(Dataset entries)

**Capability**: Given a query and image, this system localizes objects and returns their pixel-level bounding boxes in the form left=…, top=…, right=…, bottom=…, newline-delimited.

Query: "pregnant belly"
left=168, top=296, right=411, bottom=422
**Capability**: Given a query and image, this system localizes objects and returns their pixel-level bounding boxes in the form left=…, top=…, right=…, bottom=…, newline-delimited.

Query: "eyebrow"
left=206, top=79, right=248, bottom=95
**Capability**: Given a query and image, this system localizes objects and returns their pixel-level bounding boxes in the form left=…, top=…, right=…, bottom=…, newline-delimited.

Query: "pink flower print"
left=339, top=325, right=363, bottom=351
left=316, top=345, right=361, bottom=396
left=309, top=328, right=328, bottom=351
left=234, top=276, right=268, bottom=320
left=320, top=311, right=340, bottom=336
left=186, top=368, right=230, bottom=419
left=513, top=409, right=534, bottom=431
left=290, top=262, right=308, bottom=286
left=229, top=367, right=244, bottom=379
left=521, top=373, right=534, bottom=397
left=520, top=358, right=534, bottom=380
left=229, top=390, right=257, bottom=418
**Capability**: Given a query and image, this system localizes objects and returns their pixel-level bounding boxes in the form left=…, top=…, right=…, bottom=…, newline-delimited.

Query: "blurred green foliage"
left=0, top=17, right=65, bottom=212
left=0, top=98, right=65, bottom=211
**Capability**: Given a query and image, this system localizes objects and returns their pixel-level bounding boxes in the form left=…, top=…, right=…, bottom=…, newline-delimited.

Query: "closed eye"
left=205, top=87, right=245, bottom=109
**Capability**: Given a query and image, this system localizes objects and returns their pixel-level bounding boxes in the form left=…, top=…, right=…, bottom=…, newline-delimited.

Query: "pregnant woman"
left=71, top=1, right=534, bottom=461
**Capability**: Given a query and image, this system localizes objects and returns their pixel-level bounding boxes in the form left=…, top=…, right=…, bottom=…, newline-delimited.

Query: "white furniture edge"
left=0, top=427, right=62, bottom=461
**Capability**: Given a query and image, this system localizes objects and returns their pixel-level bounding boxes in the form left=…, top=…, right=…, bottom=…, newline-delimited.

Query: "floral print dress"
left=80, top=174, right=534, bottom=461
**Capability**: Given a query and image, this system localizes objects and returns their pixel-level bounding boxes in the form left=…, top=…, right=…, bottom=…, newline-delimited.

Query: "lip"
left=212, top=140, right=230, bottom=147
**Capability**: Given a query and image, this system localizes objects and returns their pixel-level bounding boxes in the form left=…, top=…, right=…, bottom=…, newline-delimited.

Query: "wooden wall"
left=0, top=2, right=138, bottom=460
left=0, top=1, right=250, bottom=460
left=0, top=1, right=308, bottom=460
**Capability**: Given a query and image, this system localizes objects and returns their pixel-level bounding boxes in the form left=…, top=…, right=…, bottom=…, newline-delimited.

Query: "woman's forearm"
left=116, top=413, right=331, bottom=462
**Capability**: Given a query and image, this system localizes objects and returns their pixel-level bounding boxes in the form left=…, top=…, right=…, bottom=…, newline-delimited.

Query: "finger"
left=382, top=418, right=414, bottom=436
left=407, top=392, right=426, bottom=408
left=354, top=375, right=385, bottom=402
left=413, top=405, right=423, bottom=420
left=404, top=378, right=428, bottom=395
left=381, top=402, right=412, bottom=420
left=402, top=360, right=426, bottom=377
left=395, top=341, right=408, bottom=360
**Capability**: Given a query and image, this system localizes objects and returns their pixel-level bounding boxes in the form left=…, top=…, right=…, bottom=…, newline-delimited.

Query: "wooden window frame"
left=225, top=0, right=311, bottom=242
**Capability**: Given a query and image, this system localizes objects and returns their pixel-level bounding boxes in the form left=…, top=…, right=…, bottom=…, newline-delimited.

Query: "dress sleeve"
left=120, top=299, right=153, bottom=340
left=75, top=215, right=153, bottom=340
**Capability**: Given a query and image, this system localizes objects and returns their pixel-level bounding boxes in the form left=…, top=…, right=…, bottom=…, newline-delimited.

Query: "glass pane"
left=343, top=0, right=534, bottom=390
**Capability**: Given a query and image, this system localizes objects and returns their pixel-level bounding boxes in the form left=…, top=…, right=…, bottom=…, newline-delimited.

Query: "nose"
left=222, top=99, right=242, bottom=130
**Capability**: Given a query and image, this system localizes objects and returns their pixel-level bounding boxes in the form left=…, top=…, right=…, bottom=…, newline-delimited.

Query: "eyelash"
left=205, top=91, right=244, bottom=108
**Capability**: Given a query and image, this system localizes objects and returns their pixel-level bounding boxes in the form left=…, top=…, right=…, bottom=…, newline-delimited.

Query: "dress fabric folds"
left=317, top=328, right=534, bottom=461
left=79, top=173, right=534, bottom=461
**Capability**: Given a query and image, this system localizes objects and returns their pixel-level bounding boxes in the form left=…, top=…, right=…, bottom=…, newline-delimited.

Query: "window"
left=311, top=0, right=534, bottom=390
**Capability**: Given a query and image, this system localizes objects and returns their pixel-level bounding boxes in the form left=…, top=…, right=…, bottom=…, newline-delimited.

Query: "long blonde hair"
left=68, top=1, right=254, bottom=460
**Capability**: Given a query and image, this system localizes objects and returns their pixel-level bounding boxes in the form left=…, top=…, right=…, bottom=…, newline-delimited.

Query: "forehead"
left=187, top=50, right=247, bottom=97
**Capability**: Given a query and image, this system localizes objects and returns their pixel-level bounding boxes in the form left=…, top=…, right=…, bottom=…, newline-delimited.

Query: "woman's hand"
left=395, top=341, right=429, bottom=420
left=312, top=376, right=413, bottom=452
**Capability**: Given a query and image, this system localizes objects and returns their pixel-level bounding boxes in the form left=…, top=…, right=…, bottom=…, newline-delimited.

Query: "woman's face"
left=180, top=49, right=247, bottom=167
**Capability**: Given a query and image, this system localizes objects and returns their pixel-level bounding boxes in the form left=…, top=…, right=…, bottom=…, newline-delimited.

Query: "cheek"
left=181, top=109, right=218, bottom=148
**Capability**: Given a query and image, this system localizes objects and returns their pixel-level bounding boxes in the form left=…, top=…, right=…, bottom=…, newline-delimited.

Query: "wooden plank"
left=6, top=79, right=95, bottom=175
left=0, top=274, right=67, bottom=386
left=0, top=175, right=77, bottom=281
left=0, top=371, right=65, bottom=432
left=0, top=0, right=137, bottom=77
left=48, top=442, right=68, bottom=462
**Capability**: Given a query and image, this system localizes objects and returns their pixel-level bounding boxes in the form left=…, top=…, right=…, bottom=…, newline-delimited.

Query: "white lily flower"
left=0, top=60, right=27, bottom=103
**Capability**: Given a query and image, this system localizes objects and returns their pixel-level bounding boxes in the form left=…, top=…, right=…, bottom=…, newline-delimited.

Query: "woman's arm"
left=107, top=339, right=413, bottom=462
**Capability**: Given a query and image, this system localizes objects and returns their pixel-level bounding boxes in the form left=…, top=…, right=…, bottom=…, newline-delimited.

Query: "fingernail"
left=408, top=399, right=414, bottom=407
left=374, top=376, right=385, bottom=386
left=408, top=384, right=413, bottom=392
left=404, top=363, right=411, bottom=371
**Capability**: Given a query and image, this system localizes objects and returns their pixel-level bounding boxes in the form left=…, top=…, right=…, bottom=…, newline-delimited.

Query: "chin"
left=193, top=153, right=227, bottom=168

About this exercise -
Using the data above, restate every record word for word.

Output for this task -
**Capability**: Given a query and image, this system localizes objects and returns their pixel-level bounding boxes in the form left=…, top=…, right=…, bottom=…, newline-delimited.

Query: "pregnant belly"
left=168, top=296, right=411, bottom=422
**Capability**: Given a query and image, this system localizes objects and returns their pixel-level bounding boxes in the form left=…, top=…, right=…, bottom=…, newline-delimited.

Query: "eyebrow"
left=206, top=79, right=248, bottom=95
**Capability**: Given a query and image, this system localizes objects and returns their pixel-level bounding boxes in the form left=…, top=…, right=…, bottom=…, newline-delimited.

Query: "pink flower print"
left=339, top=325, right=363, bottom=351
left=316, top=345, right=361, bottom=396
left=309, top=328, right=328, bottom=351
left=234, top=276, right=268, bottom=320
left=320, top=311, right=340, bottom=336
left=186, top=368, right=230, bottom=419
left=513, top=409, right=534, bottom=431
left=290, top=262, right=308, bottom=286
left=229, top=367, right=244, bottom=379
left=521, top=373, right=534, bottom=397
left=520, top=358, right=534, bottom=380
left=229, top=390, right=257, bottom=418
**Capability**: Given a query and image, this system localizes objects and returns their pixel-level bounding boxes in the form left=…, top=…, right=…, bottom=…, newline-delimited.

Query: "blurred green foliage"
left=0, top=17, right=65, bottom=212
left=0, top=98, right=65, bottom=211
**Capability**: Given a query and image, this system localizes objects and returns their pixel-level bounding boxes in the form left=…, top=…, right=…, bottom=…, newline-delimited.

Query: "closed eye"
left=205, top=87, right=245, bottom=109
**Capability**: Given a query and image, this system localizes objects and returns their pixel-level bounding boxes in the form left=…, top=…, right=…, bottom=…, newline-delimited.

Query: "pregnant woman"
left=71, top=1, right=534, bottom=461
**Capability**: Given a query and image, this system localizes objects and returns their pixel-level bounding boxes in the form left=…, top=…, right=…, bottom=…, newline-delimited.

Query: "white furniture edge"
left=0, top=427, right=62, bottom=461
**Capability**: Given a query and image, this system localizes objects and returns their pixel-level bounding boxes in the form left=…, top=…, right=…, bottom=…, newline-delimited.

Query: "floral print dress"
left=80, top=174, right=534, bottom=461
**Capability**: Given a query and image, this system localizes objects and returns their pixel-level bounding boxes in the form left=…, top=…, right=…, bottom=…, newline-delimited.

Query: "lip"
left=212, top=140, right=230, bottom=147
**Capability**: Given a query and image, this system localizes objects and returns their pixel-level bounding boxes in the form left=…, top=…, right=…, bottom=…, newline-delimited.

Query: "wooden wall"
left=0, top=2, right=138, bottom=460
left=0, top=1, right=250, bottom=460
left=0, top=1, right=308, bottom=460
**Capability**: Given a query and image, this system localizes objects and returns their pixel-level bounding boxes in the form left=…, top=…, right=…, bottom=…, newline-delimited.

Query: "woman's forearm"
left=116, top=413, right=331, bottom=462
**Capability**: Given a query and image, this system localizes objects and returns their pixel-level bounding boxes in the form left=…, top=…, right=…, bottom=…, newline-delimited.

Query: "finger"
left=382, top=418, right=414, bottom=436
left=407, top=392, right=426, bottom=408
left=354, top=375, right=385, bottom=402
left=413, top=405, right=423, bottom=420
left=404, top=378, right=428, bottom=395
left=381, top=402, right=412, bottom=420
left=402, top=360, right=426, bottom=377
left=395, top=341, right=408, bottom=360
**Capability**: Given a query and image, this system localizes objects and returns their pixel-level bounding boxes in the form left=…, top=…, right=…, bottom=…, newline-delimited.

Query: "wooden window frame"
left=225, top=0, right=311, bottom=242
**Capability**: Given a query and image, this system localizes objects and returns their pixel-level bounding boxes in the form left=…, top=…, right=…, bottom=…, newline-delimited.

Query: "dress sleeve"
left=120, top=299, right=153, bottom=340
left=75, top=215, right=153, bottom=340
**Capability**: Given a query and image, this system localizes objects and returns their pixel-level bounding boxes in the form left=…, top=…, right=…, bottom=…, newline-delimited.

Query: "glass pane"
left=343, top=0, right=534, bottom=390
**Capability**: Given a query and image, this system localizes objects and returns their pixel-level bounding boxes in the form left=…, top=…, right=…, bottom=…, newline-delimited.

Query: "nose"
left=222, top=99, right=242, bottom=130
**Capability**: Given a query and image, this system localizes objects and returns their pixel-level bounding boxes in the form left=…, top=…, right=…, bottom=…, newline-delimited.

Query: "eyelash"
left=205, top=91, right=244, bottom=108
**Capability**: Given a query and image, this system localizes objects and returns their pixel-level bounding boxes in the form left=…, top=…, right=…, bottom=…, newline-delimited.

Query: "dress fabric folds"
left=317, top=328, right=534, bottom=461
left=79, top=173, right=534, bottom=461
**Capability**: Given a query and image, this system localizes objects and returns their pixel-level bounding boxes in the form left=…, top=…, right=…, bottom=…, newline-delimited.

Query: "window"
left=311, top=0, right=534, bottom=390
**Capability**: Given a query and image, this system localizes objects and returns their pixel-level bounding boxes in the form left=…, top=…, right=…, bottom=…, newline-delimited.

Query: "long blonde hair"
left=68, top=1, right=254, bottom=460
**Capability**: Given a query and image, this system localizes objects and returns their pixel-level bounding boxes in the form left=…, top=…, right=…, bottom=…, newline-delimited.

Query: "forehead"
left=187, top=50, right=247, bottom=97
**Capability**: Given a query and image, this system localizes objects and returns their pixel-level bounding boxes in the form left=…, top=…, right=…, bottom=…, newline-delimited.

Query: "woman's hand"
left=395, top=341, right=429, bottom=420
left=312, top=376, right=413, bottom=452
**Capability**: Given a query and image, this system localizes objects and returns their pixel-level bounding boxes in the form left=…, top=…, right=…, bottom=…, newline-delimited.

Query: "woman's face"
left=180, top=49, right=247, bottom=167
**Capability**: Given a query and image, this system localizes objects and returns their pixel-level bounding boxes in the form left=…, top=…, right=…, bottom=…, newline-delimited.

Query: "cheek"
left=181, top=109, right=218, bottom=148
**Capability**: Given a query and image, this system localizes objects and returns their pixel-level bounding boxes in the form left=…, top=…, right=…, bottom=…, newline-delimited.

Query: "wooden plank"
left=6, top=79, right=95, bottom=175
left=0, top=274, right=67, bottom=386
left=0, top=175, right=77, bottom=281
left=0, top=371, right=65, bottom=432
left=0, top=0, right=137, bottom=77
left=48, top=442, right=68, bottom=462
**Capability**: Given a query and image, this system localizes objects and returns their pixel-level bounding boxes in the form left=…, top=…, right=…, bottom=…, newline-delimited.

Query: "white lily flower"
left=0, top=60, right=27, bottom=103
**Capability**: Given a query and image, this system localizes objects and returns their pixel-level bounding boxes in the form left=…, top=…, right=…, bottom=…, newline-delimited.

Query: "woman's arm"
left=107, top=339, right=413, bottom=462
**Capability**: Given a query and image, this system localizes objects and returns their pixel-level bounding boxes in the form left=…, top=…, right=…, bottom=…, newline-delimited.

Query: "fingernail"
left=408, top=399, right=414, bottom=407
left=374, top=376, right=385, bottom=386
left=408, top=384, right=413, bottom=392
left=404, top=363, right=411, bottom=371
**Capability**: Given a query and image, this system localizes objects and returns their pixel-level bounding boxes in the form left=…, top=…, right=…, bottom=…, newline-delimited.

Query: "chin"
left=193, top=153, right=227, bottom=168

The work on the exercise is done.